- _Aufgabe a_: Zähle, wie viele der unten stehenden Zeilen die Zeichenfolge „tint“ enthalten, und gib nur die Zahl an.

- _Textauszug_:
-=-=-

Das C40-Netzwerk “Ernährungssysteme”

Innerhalb von C40 gibt es 16 verschiedene Netzwerke in denen Städte sich austauschen, gegenseitig unterstützen und inspirieren können. Dabei dreht es sich immer um CO2 Minderung, Anpassung an den Klimawandel und Nachhaltigkeit. Dass Bürgermeister oft effizientere und lösungsorientierte Politik betreiben schrieb Benjamin Barber schon 2013 in seinem Buch ‚If Mayors Ruled The World‘ – bei C40 können sie es unter Beweis stellen. C40 bietet Städten ein wichtiges Format für einen urbanen Wissensaustausch, um dringend notwendige Klimaschutzmaßnahmen zu replizieren, zu verbessern und zu beschleunigen. Auch Ernährung spielt bei C40 eine große Rolle. Im Netzwerk „Ernährungssysteme“ haben sich verschiedene Städte zusammengeschlossen, um gemeinsam ihre kommunale Ernährungspolitik weiterzuentwickeln. Oberste Ziele sind auch hier den Treibhausgasausstoß zu verringern, die Ernährungssysteme zukunftsfähig und klimafest zu machen, sowie zu mehr Gerechtigkeit und Nachhaltigkeit im Gesundheitswesen zu führen.

Die Arbeit des Netzwerks Ernährungssysteme basiert auf folgenden Eckpunkten:

  • Nachhaltige Ernährung soll über die Umgestaltung der Gemeinschaftsverpflegung, über Vermarktungsrichtlinien und soziale Maßnahmen gefördert werden.
  • Regenerative städtische Landwirtschaft soll die Ernährungssicherheit erhöhen, Food Miles reduzieren; Dach- und Wandgärten sollen das Stadt-Klima verbessern.
  • Die Unterstützung einer nachhaltigen Lebensmittellogistik soll, wie die Förderung von Wochen- und Großmärkten, die städtische Resilienz fördern.
  • Lebensmittelabfälle sollen vermieden, verteilt und verwertet werden.

-=-=-

- _Aufgabe b_: Wiederhole den Text über das C40-Netzwerk „Ernährungssysteme“ oben vollständig und wortgetreu.

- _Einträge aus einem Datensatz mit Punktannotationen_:
-=-=-

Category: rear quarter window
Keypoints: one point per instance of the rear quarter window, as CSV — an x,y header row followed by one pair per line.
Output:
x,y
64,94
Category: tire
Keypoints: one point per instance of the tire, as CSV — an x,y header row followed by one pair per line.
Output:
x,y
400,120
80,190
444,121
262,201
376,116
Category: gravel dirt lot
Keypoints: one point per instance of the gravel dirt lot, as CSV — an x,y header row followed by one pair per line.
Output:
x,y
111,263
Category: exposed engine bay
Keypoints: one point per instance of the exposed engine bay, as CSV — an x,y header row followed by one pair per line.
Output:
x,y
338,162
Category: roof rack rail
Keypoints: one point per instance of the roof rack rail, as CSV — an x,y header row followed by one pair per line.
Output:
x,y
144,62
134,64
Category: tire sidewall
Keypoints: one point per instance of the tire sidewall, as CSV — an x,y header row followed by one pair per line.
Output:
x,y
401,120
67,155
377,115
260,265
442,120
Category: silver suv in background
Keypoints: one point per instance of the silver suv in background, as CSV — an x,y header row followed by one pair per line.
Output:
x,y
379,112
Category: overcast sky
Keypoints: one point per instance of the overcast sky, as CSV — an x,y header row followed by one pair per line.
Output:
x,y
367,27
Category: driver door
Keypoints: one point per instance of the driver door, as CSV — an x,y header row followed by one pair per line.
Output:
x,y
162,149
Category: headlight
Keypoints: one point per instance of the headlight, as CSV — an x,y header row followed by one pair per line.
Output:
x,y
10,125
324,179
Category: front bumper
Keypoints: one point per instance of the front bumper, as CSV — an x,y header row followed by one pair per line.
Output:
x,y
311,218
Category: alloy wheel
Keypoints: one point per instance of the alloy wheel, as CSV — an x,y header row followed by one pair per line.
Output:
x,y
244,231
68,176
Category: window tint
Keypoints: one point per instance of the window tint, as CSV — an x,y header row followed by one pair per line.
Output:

-=-=-

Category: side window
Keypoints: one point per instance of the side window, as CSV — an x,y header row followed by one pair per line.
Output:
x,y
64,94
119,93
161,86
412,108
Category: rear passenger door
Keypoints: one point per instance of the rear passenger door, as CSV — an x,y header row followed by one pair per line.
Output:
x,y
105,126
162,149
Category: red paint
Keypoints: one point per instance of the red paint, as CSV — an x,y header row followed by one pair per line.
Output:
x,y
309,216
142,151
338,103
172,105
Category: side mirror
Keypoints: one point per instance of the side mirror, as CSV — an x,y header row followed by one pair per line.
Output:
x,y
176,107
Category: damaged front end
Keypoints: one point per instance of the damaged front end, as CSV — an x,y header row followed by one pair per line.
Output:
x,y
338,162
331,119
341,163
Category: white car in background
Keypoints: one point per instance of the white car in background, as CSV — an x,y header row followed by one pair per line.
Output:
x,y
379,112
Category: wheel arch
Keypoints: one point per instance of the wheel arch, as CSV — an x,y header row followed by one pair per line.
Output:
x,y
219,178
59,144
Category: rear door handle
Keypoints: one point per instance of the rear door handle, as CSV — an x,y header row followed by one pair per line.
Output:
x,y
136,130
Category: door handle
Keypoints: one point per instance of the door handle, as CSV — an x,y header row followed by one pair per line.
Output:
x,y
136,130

-=-=-

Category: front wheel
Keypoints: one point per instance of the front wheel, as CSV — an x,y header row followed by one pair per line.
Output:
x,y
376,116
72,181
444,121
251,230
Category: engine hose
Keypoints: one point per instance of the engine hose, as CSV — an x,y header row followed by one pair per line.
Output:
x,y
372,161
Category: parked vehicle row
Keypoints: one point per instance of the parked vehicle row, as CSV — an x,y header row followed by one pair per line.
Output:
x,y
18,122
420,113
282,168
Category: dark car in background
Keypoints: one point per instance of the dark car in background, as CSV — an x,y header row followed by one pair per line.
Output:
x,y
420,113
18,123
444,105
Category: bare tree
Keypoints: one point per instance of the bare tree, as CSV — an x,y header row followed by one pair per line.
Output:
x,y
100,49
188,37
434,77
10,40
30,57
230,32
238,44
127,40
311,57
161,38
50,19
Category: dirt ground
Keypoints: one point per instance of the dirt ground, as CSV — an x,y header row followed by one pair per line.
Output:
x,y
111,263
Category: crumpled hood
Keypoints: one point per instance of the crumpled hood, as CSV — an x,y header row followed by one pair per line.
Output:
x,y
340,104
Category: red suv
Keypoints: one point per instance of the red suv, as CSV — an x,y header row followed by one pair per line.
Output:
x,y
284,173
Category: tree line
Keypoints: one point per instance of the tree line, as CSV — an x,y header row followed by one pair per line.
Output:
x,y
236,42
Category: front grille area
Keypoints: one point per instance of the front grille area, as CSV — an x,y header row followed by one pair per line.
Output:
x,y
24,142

-=-=-

- _Lösung a_: 2

- _Lösung b_:
Das C40-Netzwerk “Ernährungssysteme”

Innerhalb von C40 gibt es 16 verschiedene Netzwerke in denen Städte sich austauschen, gegenseitig unterstützen und inspirieren können. Dabei dreht es sich immer um CO2 Minderung, Anpassung an den Klimawandel und Nachhaltigkeit. Dass Bürgermeister oft effizientere und lösungsorientierte Politik betreiben schrieb Benjamin Barber schon 2013 in seinem Buch ‚If Mayors Ruled The World‘ – bei C40 können sie es unter Beweis stellen. C40 bietet Städten ein wichtiges Format für einen urbanen Wissensaustausch, um dringend notwendige Klimaschutzmaßnahmen zu replizieren, zu verbessern und zu beschleunigen. Auch Ernährung spielt bei C40 eine große Rolle. Im Netzwerk „Ernährungssysteme“ haben sich verschiedene Städte zusammengeschlossen, um gemeinsam ihre kommunale Ernährungspolitik weiterzuentwickeln. Oberste Ziele sind auch hier den Treibhausgasausstoß zu verringern, die Ernährungssysteme zukunftsfähig und klimafest zu machen, sowie zu mehr Gerechtigkeit und Nachhaltigkeit im Gesundheitswesen zu führen.

Die Arbeit des Netzwerks Ernährungssysteme basiert auf folgenden Eckpunkten:

  • Nachhaltige Ernährung soll über die Umgestaltung der Gemeinschaftsverpflegung, über Vermarktungsrichtlinien und soziale Maßnahmen gefördert werden.
  • Regenerative städtische Landwirtschaft soll die Ernährungssicherheit erhöhen, Food Miles reduzieren; Dach- und Wandgärten sollen das Stadt-Klima verbessern.
  • Die Unterstützung einer nachhaltigen Lebensmittellogistik soll, wie die Förderung von Wochen- und Großmärkten, die städtische Resilienz fördern.
  • Lebensmittelabfälle sollen vermieden, verteilt und verwertet werden.